====== Extracted information

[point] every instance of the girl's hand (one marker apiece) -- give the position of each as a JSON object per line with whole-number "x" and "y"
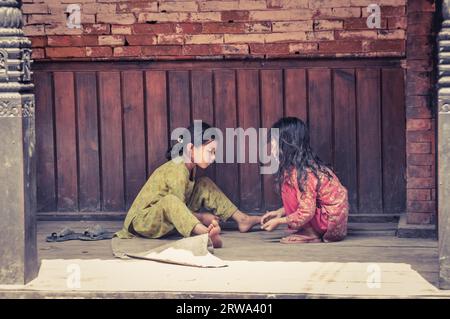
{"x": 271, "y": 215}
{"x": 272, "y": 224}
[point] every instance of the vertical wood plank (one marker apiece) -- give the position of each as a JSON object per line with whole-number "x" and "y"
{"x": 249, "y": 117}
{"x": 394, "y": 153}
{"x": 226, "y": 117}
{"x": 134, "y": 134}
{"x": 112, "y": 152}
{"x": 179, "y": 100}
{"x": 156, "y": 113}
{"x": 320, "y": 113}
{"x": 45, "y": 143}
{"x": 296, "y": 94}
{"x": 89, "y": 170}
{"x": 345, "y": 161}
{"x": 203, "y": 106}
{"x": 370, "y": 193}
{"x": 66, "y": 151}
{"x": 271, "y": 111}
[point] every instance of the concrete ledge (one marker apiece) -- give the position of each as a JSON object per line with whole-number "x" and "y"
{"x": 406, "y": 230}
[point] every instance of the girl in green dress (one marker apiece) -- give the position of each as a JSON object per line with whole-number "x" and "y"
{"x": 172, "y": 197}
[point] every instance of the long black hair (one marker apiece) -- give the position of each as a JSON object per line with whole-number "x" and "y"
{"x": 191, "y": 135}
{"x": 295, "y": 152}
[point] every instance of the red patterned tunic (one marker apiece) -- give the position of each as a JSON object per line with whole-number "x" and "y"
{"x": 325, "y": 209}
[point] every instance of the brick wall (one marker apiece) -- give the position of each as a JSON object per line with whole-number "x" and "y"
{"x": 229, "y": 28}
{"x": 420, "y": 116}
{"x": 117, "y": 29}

============

> Task to carry out
Give every entry above again, exactly, and keep all pictures out of it.

> Solution to this task
[point] every instance of the girl's hand (one marker apiece) -- give the position of each as a JSON object per line with whole-number "x" and "y"
{"x": 271, "y": 215}
{"x": 272, "y": 224}
[point] every instance of the vertical wood plank (one marker apiece) -- give the position of each as a JSON object per line with whole-number "x" and "y"
{"x": 249, "y": 117}
{"x": 394, "y": 153}
{"x": 226, "y": 117}
{"x": 134, "y": 134}
{"x": 112, "y": 152}
{"x": 179, "y": 100}
{"x": 156, "y": 113}
{"x": 320, "y": 113}
{"x": 45, "y": 143}
{"x": 296, "y": 94}
{"x": 89, "y": 170}
{"x": 345, "y": 161}
{"x": 203, "y": 106}
{"x": 370, "y": 193}
{"x": 66, "y": 151}
{"x": 271, "y": 111}
[point] every instance of the concrete ledge (one marker apiece) -- give the position of each as a JSON object per line with whole-number "x" and "y"
{"x": 406, "y": 230}
[point] every instance of the girl in green dress (one marker apiece) -- give the position of each as a JSON object per line with whole-number "x" and "y"
{"x": 172, "y": 197}
[point] every instance of the long black hair (one marker apiece) -- give the position of each as a JSON object per line with whole-number "x" and "y"
{"x": 191, "y": 135}
{"x": 295, "y": 152}
[point] every instance of the red patterned tunic (one marker apiece) -- give the position of each as a JSON object per line with whole-number "x" and "y"
{"x": 325, "y": 209}
[point] every instance of the brick wall (one marker apiece) -- give the position of each as a JSON object per line with whole-number "x" and "y"
{"x": 229, "y": 28}
{"x": 420, "y": 116}
{"x": 117, "y": 29}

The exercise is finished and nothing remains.